Terörist “İsrail”in uluslararası sularda seyreden Mavi Marmara gemisinde gerçekleştirdiği katliamın 13. Yıldönümü, “normalleşme” anlaşmalarıyla katillerin ellerinin sıkıldığı bir atmosferde çeşitli etkinliklerle anılıyor.
İHH İnsani Yardım Vakfı ve Özgür Gazze Hareketi'nin organize ettiği ve Gazze'ye insani yardım taşıyan içinde sadece sivillerin bulunduğu 6 gemiye; Akdeniz'de uluslararası sularda 31 Mayıs 2010 tarihinde “İsrail”in eşkıyalık yaparak gerçekleştirdiği vahşi müdahalede toplam 10 Müslüman korkunç bir şekilde katledilmişti.
Mavi Marmara katliamının 13. yıldönümü, Ankara’nın katil “İsrail” ile “normalleşme” görüşmeleri adı altında başlatılan ve karşılıklı dostluk mesajlarıyla süren ağır bir atmosferde anılıyor. Müslümanlar, Ankara ve diğer İslam beldelerinin yönetimlerinin gasıp Yahudi varlığıyla “normalleşme” adı altında başlattığı bu yakınlaşmanın İslam’a ve Filistin’e ihanet olduğunu ifade ederken, yöneticiler bu girişimlerini her gün daha ileriye götürüyor.

§ **Veri Alıntıları**
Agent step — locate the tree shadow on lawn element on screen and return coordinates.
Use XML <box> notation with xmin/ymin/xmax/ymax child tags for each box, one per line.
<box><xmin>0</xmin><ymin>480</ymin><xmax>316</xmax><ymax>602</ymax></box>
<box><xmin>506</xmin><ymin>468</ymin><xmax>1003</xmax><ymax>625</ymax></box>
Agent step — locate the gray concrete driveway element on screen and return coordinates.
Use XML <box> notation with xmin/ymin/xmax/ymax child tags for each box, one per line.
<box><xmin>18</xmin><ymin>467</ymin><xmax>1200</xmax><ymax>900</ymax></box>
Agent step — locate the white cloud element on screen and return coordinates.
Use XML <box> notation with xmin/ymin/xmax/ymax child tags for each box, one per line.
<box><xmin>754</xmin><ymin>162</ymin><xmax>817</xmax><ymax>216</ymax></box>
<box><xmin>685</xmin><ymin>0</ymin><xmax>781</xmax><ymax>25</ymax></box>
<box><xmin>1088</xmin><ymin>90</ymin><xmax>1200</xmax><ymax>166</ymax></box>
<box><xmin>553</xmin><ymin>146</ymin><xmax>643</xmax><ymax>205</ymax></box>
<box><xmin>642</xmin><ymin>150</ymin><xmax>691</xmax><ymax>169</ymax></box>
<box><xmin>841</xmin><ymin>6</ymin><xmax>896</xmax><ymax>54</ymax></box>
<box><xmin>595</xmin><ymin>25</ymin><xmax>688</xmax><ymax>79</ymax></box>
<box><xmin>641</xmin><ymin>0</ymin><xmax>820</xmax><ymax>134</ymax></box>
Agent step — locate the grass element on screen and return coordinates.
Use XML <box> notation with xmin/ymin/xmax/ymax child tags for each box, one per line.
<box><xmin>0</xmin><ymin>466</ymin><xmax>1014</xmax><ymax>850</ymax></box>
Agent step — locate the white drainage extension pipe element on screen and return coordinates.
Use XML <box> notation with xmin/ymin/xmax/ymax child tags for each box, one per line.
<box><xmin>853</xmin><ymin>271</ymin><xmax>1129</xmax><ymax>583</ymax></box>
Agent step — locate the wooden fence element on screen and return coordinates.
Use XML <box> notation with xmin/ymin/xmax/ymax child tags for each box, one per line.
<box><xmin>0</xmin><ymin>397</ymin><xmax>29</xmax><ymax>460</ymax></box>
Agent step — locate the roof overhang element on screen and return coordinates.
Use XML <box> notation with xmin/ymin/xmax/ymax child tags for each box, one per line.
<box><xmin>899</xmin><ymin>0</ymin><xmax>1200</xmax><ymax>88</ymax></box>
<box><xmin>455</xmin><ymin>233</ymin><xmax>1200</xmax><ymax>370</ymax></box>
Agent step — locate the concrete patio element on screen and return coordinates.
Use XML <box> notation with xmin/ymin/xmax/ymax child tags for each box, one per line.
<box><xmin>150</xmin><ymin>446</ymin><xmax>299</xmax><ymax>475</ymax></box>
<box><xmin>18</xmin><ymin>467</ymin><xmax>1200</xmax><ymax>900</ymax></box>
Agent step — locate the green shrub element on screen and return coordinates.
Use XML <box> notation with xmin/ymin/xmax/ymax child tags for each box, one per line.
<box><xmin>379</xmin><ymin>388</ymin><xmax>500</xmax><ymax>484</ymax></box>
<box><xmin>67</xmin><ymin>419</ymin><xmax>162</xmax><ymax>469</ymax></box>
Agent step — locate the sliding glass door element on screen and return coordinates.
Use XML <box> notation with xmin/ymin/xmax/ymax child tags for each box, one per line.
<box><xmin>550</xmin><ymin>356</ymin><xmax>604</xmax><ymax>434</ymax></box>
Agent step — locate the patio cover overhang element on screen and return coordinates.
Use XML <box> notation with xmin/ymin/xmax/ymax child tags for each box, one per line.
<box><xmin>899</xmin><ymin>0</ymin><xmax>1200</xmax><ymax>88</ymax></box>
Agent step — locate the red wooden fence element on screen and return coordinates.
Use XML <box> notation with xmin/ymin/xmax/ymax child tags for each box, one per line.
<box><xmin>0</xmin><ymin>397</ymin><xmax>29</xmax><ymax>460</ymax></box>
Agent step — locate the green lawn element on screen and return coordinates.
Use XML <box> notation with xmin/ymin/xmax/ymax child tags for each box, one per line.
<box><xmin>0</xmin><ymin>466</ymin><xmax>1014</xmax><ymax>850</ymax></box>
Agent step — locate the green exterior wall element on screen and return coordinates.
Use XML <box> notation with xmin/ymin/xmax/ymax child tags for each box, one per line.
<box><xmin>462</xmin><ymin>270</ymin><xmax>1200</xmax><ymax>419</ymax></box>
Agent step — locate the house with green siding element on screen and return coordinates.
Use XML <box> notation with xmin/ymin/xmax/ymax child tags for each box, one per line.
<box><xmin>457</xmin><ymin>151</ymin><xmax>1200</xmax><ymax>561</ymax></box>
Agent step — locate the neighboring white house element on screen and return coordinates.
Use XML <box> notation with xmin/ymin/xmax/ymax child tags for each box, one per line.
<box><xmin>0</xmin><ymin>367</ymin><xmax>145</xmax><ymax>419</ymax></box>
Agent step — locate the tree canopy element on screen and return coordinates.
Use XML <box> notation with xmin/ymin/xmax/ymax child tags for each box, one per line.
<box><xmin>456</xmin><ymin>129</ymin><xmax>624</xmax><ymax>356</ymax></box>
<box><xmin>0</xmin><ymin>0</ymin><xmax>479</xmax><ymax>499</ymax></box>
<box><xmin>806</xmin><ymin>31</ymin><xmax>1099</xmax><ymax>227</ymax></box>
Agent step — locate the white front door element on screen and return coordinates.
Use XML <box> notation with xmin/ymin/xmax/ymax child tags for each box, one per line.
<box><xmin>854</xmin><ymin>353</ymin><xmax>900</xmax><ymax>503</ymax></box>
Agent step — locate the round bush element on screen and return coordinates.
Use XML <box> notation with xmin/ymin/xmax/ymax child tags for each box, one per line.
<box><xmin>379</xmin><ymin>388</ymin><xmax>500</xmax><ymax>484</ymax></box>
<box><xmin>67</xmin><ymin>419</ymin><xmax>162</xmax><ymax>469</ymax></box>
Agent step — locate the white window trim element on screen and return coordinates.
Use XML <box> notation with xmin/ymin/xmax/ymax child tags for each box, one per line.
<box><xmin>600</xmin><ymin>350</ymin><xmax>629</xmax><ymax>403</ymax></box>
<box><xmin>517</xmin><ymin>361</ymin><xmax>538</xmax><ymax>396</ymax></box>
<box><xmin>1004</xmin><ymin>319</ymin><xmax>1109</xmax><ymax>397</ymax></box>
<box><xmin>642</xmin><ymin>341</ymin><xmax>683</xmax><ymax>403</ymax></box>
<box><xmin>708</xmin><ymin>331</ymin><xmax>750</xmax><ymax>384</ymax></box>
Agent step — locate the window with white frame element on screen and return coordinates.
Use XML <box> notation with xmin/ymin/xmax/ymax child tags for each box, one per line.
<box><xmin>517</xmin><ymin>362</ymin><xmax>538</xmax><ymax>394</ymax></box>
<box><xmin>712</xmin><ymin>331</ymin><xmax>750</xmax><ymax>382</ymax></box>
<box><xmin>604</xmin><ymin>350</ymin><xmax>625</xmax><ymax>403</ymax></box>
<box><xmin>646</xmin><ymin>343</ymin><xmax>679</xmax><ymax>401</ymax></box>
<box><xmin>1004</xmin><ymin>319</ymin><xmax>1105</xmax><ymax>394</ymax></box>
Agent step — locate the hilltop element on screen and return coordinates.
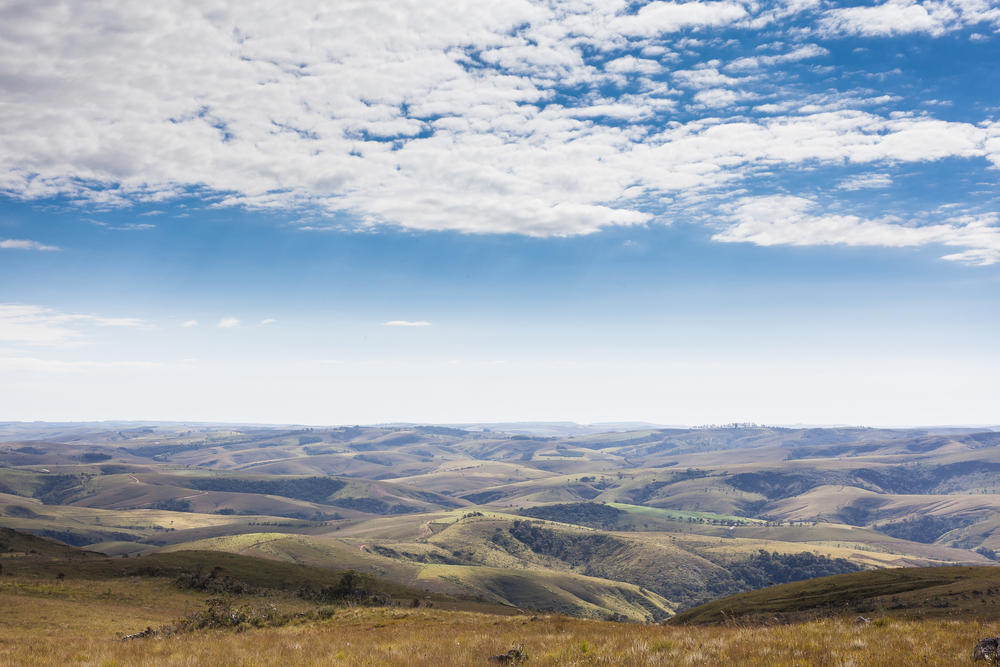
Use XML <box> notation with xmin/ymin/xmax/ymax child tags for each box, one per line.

§ **Görev Hedefi**
Mavi Marmara metnindeki şu cümleyi İngilizceye çevirin: "İHH İnsani Yardım Vakfı ve Özgür Gazze Hareketi'nin organize ettiği ve Gazze'ye insani yardım taşıyan içinde sadece sivillerin bulunduğu 6 gemiye; Akdeniz'de uluslararası sularda 31 Mayıs 2010 tarihinde “İsrail”in eşkıyalık yaparak gerçekleştirdiği vahşi müdahalede toplam 10 Müslüman korkunç bir şekilde katledilmişti."

§ **Görev Çıktısı**
In the savage intervention that "Israel" carried out through banditry on May 31, 2010, in international waters in the Mediterranean, against the 6 ships organized by the IHH Humanitarian Relief Foundation and the Free Gaza Movement, which were carrying humanitarian aid to Gaza and had only civilians on board, a total of 10 Muslims had been horribly massacred.